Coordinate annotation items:
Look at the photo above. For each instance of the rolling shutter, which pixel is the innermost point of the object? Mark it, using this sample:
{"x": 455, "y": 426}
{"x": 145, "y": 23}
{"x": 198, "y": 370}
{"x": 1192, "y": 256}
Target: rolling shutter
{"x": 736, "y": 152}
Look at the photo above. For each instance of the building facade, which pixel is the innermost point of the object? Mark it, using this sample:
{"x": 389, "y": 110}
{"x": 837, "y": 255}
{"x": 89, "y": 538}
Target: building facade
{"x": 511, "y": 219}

YOUR GOAL: Quote every line of the items above word for word, keeping their order.

WRITTEN REPLY:
Look at the photo above. For each instance of the rolling shutter, which pixel is the innermost point of the object? Mark it, using this sample:
{"x": 455, "y": 426}
{"x": 145, "y": 23}
{"x": 198, "y": 370}
{"x": 1192, "y": 256}
Target: rolling shutter
{"x": 736, "y": 152}
Look at the photo above. For each instance of the building facade, which pixel is the innermost point of the object? Mark it, using this sample:
{"x": 389, "y": 110}
{"x": 837, "y": 255}
{"x": 89, "y": 538}
Target: building facade
{"x": 511, "y": 219}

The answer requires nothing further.